**Exercise task:** Omit the pictures, please, and give each record below again exactly.

**Exercise materials:**
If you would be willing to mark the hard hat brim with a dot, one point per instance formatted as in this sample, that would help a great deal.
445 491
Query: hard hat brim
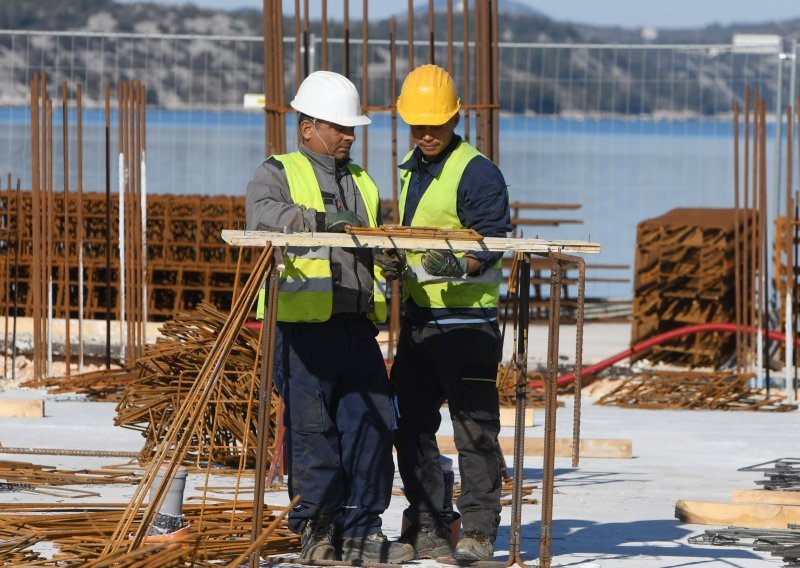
358 120
418 119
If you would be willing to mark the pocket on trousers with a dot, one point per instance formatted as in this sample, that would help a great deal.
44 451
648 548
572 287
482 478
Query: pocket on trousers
307 409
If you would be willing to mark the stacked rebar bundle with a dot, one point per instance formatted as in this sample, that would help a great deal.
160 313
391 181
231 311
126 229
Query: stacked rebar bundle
692 390
166 374
685 273
784 544
219 533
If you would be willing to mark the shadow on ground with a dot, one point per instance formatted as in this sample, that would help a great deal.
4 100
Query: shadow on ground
640 540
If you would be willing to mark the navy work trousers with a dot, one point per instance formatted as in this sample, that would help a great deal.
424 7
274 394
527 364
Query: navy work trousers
338 419
457 363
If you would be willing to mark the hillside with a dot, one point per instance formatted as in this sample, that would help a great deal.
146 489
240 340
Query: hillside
533 83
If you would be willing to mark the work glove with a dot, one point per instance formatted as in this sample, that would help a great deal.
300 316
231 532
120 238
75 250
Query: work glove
444 263
392 262
337 222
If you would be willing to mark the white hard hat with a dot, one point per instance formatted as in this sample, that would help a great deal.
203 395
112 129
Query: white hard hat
330 97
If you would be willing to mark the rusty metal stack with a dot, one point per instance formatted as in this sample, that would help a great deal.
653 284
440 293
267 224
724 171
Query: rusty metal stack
685 274
187 261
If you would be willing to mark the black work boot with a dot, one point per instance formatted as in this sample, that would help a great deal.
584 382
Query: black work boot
474 545
375 548
317 540
428 540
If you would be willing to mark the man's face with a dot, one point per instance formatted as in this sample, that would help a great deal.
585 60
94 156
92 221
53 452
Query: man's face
432 139
327 138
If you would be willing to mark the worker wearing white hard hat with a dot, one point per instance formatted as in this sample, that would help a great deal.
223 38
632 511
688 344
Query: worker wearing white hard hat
329 368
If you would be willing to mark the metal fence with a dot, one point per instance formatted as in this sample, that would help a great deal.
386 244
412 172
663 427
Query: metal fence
628 131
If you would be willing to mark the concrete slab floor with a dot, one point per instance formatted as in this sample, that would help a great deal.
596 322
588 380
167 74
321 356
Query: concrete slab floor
607 512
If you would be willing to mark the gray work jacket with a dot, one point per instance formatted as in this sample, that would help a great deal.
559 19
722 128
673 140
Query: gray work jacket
269 205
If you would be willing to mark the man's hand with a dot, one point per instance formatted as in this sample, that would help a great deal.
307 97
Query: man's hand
444 263
392 262
339 221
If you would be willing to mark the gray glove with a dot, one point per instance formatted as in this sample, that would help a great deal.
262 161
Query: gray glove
337 222
444 263
392 262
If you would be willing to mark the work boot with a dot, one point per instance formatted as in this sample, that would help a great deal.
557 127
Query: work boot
317 540
474 545
429 541
375 548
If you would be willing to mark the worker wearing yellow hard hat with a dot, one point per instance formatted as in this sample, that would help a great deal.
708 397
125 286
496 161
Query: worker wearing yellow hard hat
449 344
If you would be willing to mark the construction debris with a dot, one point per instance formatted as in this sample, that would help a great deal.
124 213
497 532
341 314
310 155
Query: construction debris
684 274
692 390
166 374
219 532
783 474
780 543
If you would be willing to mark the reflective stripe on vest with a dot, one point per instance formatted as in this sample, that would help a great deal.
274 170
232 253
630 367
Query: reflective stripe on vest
306 283
438 207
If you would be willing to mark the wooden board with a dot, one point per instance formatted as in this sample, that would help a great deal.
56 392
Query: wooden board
590 448
767 497
508 417
497 244
22 408
750 515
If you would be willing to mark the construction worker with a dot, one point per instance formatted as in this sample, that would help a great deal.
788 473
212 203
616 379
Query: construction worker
449 344
329 368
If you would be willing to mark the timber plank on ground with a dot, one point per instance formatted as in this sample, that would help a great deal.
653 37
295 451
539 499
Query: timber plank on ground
750 515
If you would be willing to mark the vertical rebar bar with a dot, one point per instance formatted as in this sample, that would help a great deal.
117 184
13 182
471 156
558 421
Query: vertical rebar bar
551 405
736 239
108 222
523 265
64 281
80 228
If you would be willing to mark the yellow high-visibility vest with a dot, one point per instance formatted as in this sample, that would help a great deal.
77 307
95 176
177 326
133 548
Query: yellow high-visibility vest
306 283
438 208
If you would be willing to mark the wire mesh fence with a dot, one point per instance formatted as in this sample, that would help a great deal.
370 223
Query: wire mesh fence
628 131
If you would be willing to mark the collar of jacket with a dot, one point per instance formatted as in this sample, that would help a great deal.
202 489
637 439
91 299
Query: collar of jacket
327 164
417 160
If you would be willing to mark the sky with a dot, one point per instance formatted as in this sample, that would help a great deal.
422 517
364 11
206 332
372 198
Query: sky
625 13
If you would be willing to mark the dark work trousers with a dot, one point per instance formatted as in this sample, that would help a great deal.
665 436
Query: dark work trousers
457 363
338 419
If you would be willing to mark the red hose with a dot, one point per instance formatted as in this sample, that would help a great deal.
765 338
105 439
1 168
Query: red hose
657 340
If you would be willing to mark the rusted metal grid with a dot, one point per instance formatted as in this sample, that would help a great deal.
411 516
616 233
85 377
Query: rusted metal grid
187 263
165 375
219 533
525 217
692 390
684 274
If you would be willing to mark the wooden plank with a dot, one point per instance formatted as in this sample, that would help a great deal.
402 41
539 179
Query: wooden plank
766 497
590 448
497 244
508 417
21 408
750 515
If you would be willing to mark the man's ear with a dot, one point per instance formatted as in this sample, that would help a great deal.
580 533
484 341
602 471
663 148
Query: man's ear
306 130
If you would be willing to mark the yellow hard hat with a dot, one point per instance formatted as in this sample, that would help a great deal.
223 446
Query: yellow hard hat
428 97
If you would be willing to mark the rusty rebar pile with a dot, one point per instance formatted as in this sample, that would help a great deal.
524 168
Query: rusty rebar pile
691 390
219 533
167 371
685 274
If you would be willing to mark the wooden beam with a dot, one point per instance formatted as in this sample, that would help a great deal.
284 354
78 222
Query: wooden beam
766 497
21 408
591 448
750 515
496 244
508 417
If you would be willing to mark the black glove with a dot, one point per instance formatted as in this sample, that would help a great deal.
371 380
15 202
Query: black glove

**Reply to the task:**
If you would be willing to mark the hard hat brim with a dot, one point per instance formatted as in this sample, that would help a great deal.
445 491
Query: hard hat brim
358 120
418 119
If you would be willing to mark the pocket on trousers with a dot, one point per instance formatted as in this sample, that would help a great deal.
44 451
648 548
572 287
482 478
Query: pocket on trousers
307 409
If you would be willing to mark the stacked rebar bundle with a dot, one point per instance formatted as in this sample, that would help a great deal.
160 313
391 181
231 311
126 229
Query: stacked rebar bundle
692 390
166 374
685 273
784 544
219 533
If you would be willing to mark the shadow on ground with a dot, one point per instance formatted as in this sample, that would help a great deal.
4 100
Query: shadow on ground
640 540
If you would be willing to mark the navy work trousers with a dot, one point per instance formatted as in this sample, that would help a great deal.
424 7
274 394
527 364
Query: navy work trousers
338 419
457 363
If you would be willing to mark the hillside with a dot, one point per instance formatted as in this sample, that would help a great deal.
146 489
240 340
Query: hillside
533 83
If you would be willing to mark the work glove with a dot, one point per instance formatted as in this sample, that would help a great deal.
300 316
231 532
120 238
75 250
Query: work glove
444 263
392 262
337 222
If you would be willing to mark the white hard hat with a dot, one point per instance formatted as in this sample, that would help a great deal.
203 395
112 129
Query: white hard hat
330 97
If you would be willing to mark the rusty metal stack with a dot, one point per instance formatted as in this sample, that would help a great deal.
653 284
440 293
267 224
724 171
Query: rusty metal stack
685 274
187 261
If you would be willing to mark the black work boot with a dot, one point per instance formatted as in this sample, that would help a great deal.
584 382
Query: black work boot
474 545
375 548
317 540
428 540
If you would be willing to mark the man's face with a dot, one point per instance formatted as in this sample, that would help a great deal.
585 60
94 156
92 221
53 452
Query: man's face
432 139
327 138
If you would be willing to mark the worker wearing white hard hat with a dot, one point per instance formatted as in this sample, that would help a great deal.
223 38
632 511
688 344
Query: worker wearing white hard hat
329 368
If you would be willing to mark the metal fence with a dot, one point per instance formatted as in this sample, that would help a great deal.
386 244
412 172
663 427
Query: metal fence
628 131
If you would be willing to mark the concrete slab floor with a dot, one point per instance formatted as in this sample, that would help a great deal.
596 322
588 380
167 74
321 356
Query: concrete slab floor
607 512
If you would be willing to mark the gray work jacket with a dot, one point per instance formatted as in this sample, that would help a great deal.
559 19
722 128
673 140
Query: gray work jacket
269 205
If you would be willing to mark the man's hand with a dot, one point per instance formatted as in this sample, that would help a great deal.
307 97
Query: man's hand
444 263
392 262
339 221
If you would be willing to mark the gray glove with a dot, one point per instance formatted as in this sample, that would help a great deal.
262 161
Query: gray glove
337 222
444 263
392 262
If you would be willing to mark the work boot with a dot, one point per instance formatted as in this sample, that would help a great deal.
557 127
Query: work boot
317 540
474 545
429 541
375 548
If you would be willing to mark the worker wearing yellow hard hat with a dot, one point per instance formatted as in this sample, that would help a great deal.
708 397
125 286
496 161
Query: worker wearing yellow hard hat
449 344
If you would be willing to mark the construction debris with a dot, one point per instance formatted as in this sample, that would help a great deal.
124 213
497 532
341 314
310 155
Query: construction debris
684 274
692 390
166 374
219 532
783 474
780 543
If you would be willing to mark the reflective stripe on vest with a dot, one point per instance formatted as in this sample, that would help a great deal.
274 170
232 253
630 367
Query: reflective stripe on vest
306 283
438 207
If you would be willing to mark the wooden board with a dot, one point per instance formatted as in this sample, that would help a great deal.
56 392
Query: wooden board
590 448
767 497
508 417
497 244
22 408
750 515
If you would be willing to mark the construction worker with a dot, one point per instance formatted as in this sample, that would help a great deal.
788 473
212 203
616 379
Query: construction worker
449 344
329 368
If you would be willing to mark the timber plank on ground with a dot, one point per instance formatted as in this sample, that would help a great deal.
653 37
295 451
539 499
Query: timber plank on ground
750 515
If you would be willing to mark the vertical rebar bar with a dot, one point per instance formatted as in this sample, that would help a great deal.
117 184
13 182
471 156
558 421
Query: vertical rebar bar
551 405
736 239
108 222
523 265
64 281
80 228
If you would be willing to mark the yellow high-visibility vest with a dot, one point per instance formatted as in this sample, that would help a great deal.
77 307
95 176
177 326
133 548
Query: yellow high-visibility vest
306 283
438 208
If you would be willing to mark the wire mesh fence with a dot, one point per instance formatted as in this sample, that would help a great deal.
370 223
Query: wire mesh fence
628 131
If you would be willing to mark the collar of jacket with a dot, one point per instance formatted as in this sample, that would help a great deal.
202 489
637 439
91 299
Query: collar of jacket
327 164
417 160
If you would be willing to mark the sky with a dot, one point per instance formatted as in this sample, that would help a great deal.
422 517
364 11
206 332
372 198
Query: sky
625 13
If you would be willing to mark the dark work trousers with a dot, one point per instance formatted as in this sample, that would help a great deal.
665 436
Query: dark work trousers
457 363
338 419
If you would be willing to mark the red hose with a dot, one point per instance formatted as in this sample, that would help a great deal.
765 338
105 439
1 168
Query: red hose
657 340
If you would be willing to mark the rusted metal grid with a dot, one point per instance formatted as in this sample, that would help a great deal.
411 516
616 233
85 377
Query: rusted metal grid
187 263
165 375
219 533
525 217
692 390
684 274
If you would be willing to mark the wooden plank with a dot, one point per instance formatted as in this sample, that would help a great deal.
402 41
539 179
Query: wooden plank
766 497
590 448
497 244
508 417
21 408
750 515
If you would be willing to mark the man's ear with a dot, one point per instance formatted as in this sample, that would help a great deal.
580 533
484 341
602 471
663 148
Query: man's ear
306 130
If you would be willing to mark the yellow hard hat with a dot, one point per instance formatted as in this sample, that would help a great deal.
223 446
Query: yellow hard hat
428 97
If you would be willing to mark the rusty rebar pile with a dot, one point per instance formatted as in this sample, that would help a great deal.
524 168
Query: rusty rebar pile
691 390
219 533
167 371
685 274
If you would be willing to mark the wooden beam with a dot, one point per instance formatted as in this sample, that would help a great deal.
284 354
78 222
Query: wooden beam
766 497
21 408
591 448
750 515
496 244
508 417
If you would be willing to mark the black glove with a dot, one point per instance formatted as in this sample, that would help a great deal.
371 380
15 202
Query: black glove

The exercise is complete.